> [Work to be completed]:
Copy every one of the records below line for line, leaving each character unchanged.

# start of Information given

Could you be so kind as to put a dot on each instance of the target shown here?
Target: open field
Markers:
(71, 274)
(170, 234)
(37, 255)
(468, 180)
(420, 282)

# end of Information given

> [Task result]:
Could you be so kind as to put a dot on each instance of the target shown here?
Target: open field
Markers:
(71, 274)
(170, 234)
(37, 255)
(468, 180)
(420, 282)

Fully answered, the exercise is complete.